SHORT EXERCISE
Write out all of the items below again, replacing "place a point" with "put a mark" wherever it occurs and leaving everything else unchanged.

STORED DATA
============================================================

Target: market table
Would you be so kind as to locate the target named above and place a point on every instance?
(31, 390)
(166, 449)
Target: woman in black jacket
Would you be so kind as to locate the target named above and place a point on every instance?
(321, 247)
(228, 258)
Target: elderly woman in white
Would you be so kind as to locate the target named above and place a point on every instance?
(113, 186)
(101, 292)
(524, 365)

============================================================

PROBLEM SOLUTION
Target: market table
Would you be so kind as to locate the target named above and put a mark on every instance?
(31, 390)
(166, 449)
Target: woman in black jacket
Would you be so kind as to locate the target named above and put a mark on every instance?
(321, 247)
(228, 258)
Target: elderly woman in white
Would you be so kind as to locate the target named above and put a mark on every instance?
(113, 186)
(101, 292)
(524, 365)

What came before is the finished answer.